Passage:
* begin *
Friday, November 9th

12-2 pm

Kibel Gallery 

Kibel Gallery Talk: Identity, Space, Program, Place

 

10 Sectors, 10 Solutions: Artists and Community Change

  

Overview

Many traditional planning and development efforts have fallen short of delivering equitable, healthy, sustainable outcomes in communities.

In response, artists and arts organizations across the United States are developing the kinds of human-centered, contextual, adaptive solutions that can strengthen their communities from within.

This exhibition highlights 10 creative placemaking projects from across the country, each supported by ArtPlace America, each addressing a community need, and each working within a traditional community planning and development sector: Agriculture & Food, Economic Development, Education & Youth, Environment & Energy, Health, Housing, Immigration, Public Safety, Transportation, and Workforce Development.

  

Introduction

Creative placemaking happens when artists and arts organizations join their neighbors in shaping their community’s future—working together to produce beneficial, place-based outcomes. This practice is at its best when it is locally defined and informed and centers the people who live, work, and play in a place.

The term “creative placemaking” was introduced to American communities in 2010 through a white paper Ann Markusen and Anne Gadwa Nicodemus wrote for the Mayors’ Institute on City Design. While artists’ involvement in building communities stretches back to the earliest civilizations around the world, this paper summarized two decades of creative placemaking in the United States, with an emphasis on the role of the arts in livability and economic development.

Over time, practitioners of creative placemaking have increasingly pushed the boundaries of traditional community planning and development and have demonstrated the effectiveness of building creative, cross-sector, interdisciplinary solutions to local challenges. To support and advance this way of working, ArtPlace America (ArtPlace) was established as a collaboration among a number of foundations, federal agencies, and financial institutions to position arts and culture as a core sector of community planning and development.
* end *
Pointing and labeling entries
* begin *
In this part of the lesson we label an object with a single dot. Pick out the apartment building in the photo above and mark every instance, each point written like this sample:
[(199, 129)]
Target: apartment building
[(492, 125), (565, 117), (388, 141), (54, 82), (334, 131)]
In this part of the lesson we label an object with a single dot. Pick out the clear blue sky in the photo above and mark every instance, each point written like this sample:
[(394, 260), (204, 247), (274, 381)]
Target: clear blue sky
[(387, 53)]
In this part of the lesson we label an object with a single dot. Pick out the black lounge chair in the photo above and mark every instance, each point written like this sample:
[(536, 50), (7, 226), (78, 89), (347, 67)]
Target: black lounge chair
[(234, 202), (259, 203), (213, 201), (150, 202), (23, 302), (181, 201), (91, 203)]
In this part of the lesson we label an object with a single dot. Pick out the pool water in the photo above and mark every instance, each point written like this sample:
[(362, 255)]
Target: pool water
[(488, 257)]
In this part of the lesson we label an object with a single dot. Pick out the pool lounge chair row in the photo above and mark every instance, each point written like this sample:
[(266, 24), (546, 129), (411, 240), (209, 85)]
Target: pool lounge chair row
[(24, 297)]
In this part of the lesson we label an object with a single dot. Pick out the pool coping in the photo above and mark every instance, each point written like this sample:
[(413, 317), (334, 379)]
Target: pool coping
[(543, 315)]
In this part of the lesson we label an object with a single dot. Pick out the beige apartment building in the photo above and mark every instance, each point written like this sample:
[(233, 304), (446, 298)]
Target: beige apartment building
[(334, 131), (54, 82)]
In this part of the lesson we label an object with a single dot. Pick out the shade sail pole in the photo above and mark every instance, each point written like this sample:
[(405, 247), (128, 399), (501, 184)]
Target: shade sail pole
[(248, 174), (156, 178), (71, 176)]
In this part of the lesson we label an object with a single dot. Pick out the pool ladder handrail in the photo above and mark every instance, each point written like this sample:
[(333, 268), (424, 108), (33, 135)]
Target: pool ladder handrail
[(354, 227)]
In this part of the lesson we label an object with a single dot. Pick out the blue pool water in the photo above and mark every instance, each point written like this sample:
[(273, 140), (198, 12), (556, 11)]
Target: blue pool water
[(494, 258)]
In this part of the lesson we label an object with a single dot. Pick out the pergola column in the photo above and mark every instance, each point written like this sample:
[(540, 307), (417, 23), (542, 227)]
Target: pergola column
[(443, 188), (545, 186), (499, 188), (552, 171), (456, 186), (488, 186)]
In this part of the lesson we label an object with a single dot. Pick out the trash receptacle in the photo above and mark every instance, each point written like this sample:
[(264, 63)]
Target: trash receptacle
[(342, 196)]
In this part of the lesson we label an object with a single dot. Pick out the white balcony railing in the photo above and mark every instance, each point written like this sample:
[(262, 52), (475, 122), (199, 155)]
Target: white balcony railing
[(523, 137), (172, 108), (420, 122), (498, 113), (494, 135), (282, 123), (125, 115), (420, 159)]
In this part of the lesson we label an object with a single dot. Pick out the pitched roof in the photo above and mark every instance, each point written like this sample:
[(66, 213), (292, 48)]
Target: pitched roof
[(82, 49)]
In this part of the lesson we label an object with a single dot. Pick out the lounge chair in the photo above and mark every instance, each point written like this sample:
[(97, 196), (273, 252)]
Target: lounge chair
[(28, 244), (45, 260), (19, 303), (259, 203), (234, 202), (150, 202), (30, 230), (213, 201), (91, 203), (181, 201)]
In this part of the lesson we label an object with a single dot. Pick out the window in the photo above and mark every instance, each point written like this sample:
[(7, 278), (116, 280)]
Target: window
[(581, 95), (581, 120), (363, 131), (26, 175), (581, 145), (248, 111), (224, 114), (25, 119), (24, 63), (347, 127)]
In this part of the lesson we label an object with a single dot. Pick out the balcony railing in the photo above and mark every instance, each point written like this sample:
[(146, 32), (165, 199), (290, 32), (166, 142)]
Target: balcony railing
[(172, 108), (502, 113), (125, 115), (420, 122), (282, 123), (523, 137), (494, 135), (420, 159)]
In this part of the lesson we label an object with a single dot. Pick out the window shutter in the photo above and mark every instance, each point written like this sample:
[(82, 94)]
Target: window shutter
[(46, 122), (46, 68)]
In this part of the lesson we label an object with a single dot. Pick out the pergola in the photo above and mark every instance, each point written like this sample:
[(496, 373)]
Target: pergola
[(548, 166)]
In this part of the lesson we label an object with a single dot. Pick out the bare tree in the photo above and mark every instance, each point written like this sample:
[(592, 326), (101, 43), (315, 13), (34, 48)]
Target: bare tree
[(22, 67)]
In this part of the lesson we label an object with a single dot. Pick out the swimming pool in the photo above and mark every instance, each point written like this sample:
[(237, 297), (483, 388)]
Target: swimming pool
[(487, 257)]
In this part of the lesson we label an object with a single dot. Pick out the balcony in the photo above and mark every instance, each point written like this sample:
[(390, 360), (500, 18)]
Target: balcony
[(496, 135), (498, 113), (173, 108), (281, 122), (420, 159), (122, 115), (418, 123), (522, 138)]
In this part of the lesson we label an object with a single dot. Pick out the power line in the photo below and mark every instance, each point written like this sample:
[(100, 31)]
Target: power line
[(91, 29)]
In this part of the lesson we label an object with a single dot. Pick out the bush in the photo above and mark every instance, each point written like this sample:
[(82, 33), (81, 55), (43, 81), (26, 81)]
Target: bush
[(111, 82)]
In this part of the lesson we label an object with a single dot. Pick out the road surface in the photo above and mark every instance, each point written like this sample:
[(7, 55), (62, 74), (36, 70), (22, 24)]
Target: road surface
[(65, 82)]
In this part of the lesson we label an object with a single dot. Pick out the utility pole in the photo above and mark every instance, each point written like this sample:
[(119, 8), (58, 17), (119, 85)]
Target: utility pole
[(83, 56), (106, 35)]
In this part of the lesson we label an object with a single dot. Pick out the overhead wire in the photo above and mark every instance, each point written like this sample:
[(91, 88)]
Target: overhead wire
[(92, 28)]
* end *
* begin *
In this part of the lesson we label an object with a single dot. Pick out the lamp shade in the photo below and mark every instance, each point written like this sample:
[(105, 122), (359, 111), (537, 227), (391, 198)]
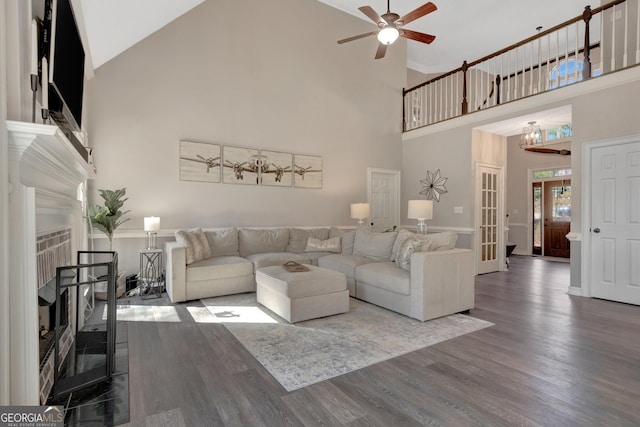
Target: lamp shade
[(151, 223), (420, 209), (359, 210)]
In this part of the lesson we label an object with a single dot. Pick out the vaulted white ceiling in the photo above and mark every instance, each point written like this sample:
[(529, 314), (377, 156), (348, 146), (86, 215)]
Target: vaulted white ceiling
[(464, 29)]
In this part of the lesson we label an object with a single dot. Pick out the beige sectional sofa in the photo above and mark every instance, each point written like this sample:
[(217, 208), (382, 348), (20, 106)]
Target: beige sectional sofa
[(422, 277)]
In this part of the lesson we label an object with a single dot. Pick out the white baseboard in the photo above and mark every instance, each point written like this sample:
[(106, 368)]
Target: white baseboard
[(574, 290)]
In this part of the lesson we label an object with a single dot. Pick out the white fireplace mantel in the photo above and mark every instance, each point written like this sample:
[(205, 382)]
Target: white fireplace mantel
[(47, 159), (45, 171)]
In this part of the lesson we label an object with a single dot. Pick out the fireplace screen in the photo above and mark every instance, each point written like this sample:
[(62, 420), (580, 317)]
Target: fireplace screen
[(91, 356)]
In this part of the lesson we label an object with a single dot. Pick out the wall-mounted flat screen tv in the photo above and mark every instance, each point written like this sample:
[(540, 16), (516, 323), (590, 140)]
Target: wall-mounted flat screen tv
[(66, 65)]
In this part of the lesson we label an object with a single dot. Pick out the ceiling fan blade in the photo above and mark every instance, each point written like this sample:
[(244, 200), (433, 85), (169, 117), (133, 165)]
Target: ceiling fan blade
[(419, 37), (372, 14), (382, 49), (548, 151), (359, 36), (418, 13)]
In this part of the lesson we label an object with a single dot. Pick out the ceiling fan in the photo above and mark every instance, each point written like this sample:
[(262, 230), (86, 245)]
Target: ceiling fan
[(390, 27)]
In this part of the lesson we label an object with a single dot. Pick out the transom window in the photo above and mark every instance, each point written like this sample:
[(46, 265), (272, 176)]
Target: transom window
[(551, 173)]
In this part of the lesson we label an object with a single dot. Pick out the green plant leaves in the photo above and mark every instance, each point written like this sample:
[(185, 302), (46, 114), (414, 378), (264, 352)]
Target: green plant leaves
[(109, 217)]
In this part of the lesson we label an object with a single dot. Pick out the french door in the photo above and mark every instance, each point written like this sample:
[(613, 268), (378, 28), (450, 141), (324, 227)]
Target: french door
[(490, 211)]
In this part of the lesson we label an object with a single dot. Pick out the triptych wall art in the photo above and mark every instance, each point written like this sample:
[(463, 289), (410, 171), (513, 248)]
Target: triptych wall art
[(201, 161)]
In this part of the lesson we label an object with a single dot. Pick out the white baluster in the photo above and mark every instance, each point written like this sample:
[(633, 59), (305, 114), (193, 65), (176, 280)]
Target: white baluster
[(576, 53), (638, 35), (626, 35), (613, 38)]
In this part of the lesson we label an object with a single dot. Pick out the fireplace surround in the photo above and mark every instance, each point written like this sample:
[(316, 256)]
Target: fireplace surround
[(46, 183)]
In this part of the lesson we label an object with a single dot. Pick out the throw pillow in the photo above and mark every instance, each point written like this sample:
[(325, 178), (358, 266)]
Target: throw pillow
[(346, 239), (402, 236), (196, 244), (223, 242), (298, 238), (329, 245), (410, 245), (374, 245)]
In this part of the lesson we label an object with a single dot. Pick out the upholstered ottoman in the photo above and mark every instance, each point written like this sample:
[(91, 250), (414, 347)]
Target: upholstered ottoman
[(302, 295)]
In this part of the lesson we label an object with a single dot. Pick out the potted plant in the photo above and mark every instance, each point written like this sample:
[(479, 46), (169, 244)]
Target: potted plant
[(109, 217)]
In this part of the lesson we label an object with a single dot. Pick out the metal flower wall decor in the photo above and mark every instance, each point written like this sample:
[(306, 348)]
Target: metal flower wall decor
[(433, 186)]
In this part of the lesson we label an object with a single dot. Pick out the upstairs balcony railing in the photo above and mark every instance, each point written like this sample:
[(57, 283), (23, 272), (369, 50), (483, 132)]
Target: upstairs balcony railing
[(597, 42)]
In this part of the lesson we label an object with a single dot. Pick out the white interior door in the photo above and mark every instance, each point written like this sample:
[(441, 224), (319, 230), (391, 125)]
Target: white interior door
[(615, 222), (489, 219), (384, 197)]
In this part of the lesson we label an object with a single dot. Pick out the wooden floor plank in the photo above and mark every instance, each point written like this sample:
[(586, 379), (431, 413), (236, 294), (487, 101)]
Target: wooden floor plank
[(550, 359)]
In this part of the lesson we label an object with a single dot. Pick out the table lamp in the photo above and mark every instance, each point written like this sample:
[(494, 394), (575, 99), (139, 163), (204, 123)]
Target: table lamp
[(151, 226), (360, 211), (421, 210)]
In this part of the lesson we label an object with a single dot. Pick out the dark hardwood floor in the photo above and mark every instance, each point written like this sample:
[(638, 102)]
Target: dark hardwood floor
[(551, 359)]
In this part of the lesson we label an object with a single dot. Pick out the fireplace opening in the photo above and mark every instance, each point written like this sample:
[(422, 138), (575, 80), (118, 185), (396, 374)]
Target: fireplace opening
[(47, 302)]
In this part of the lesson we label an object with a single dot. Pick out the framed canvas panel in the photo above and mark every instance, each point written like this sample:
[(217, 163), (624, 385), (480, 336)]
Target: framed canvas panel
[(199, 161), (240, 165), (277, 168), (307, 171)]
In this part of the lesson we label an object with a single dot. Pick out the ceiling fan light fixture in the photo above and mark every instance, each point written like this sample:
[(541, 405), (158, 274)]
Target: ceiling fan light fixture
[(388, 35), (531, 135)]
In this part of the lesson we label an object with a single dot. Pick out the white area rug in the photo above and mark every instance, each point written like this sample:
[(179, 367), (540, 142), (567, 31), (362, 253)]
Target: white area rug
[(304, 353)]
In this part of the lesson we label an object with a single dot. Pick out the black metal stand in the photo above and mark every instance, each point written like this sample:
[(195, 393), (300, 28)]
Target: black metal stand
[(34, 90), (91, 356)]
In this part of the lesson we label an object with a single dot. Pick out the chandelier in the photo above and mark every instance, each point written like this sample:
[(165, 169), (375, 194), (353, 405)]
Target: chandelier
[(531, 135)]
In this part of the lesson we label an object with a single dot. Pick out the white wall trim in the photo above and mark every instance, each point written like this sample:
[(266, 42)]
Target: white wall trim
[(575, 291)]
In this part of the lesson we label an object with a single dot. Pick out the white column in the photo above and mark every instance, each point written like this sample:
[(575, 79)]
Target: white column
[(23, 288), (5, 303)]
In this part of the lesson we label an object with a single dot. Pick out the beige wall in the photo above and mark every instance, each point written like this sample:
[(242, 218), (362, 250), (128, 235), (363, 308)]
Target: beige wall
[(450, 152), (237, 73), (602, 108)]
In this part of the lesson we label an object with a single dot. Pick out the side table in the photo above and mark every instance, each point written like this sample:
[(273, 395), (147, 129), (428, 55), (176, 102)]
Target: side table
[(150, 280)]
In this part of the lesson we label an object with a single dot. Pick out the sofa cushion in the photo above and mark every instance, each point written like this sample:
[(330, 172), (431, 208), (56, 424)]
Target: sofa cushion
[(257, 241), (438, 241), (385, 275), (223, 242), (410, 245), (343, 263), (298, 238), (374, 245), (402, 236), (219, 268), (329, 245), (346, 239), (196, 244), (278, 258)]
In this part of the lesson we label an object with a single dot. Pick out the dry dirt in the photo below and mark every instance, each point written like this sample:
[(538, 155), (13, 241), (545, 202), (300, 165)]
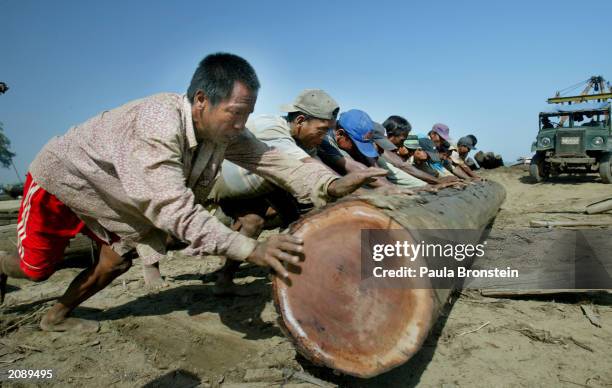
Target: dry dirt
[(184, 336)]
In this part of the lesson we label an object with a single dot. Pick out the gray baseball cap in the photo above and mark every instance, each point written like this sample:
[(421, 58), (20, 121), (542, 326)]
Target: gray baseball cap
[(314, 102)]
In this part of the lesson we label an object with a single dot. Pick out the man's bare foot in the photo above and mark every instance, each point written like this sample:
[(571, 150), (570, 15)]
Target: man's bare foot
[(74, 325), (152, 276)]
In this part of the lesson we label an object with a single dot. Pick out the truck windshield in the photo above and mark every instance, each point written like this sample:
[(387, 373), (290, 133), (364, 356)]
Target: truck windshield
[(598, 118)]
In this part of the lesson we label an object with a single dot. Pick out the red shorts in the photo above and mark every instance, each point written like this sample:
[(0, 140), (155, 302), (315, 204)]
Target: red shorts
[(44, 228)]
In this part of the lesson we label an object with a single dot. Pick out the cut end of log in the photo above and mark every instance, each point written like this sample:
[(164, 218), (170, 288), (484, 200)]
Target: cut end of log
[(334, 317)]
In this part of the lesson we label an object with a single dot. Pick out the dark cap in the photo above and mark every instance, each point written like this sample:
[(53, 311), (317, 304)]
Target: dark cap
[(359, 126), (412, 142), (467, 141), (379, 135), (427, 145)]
* end *
Instruction:
Write out the creative placemaking exhibition text word for word from "Many traditional planning" to "communities from within.".

Response to this exercise:
Many traditional planning and development efforts have fallen short of delivering equitable, healthy, sustainable outcomes in communities.

In response, artists and arts organizations across the United States are developing the kinds of human-centered, contextual, adaptive solutions that can strengthen their communities from within.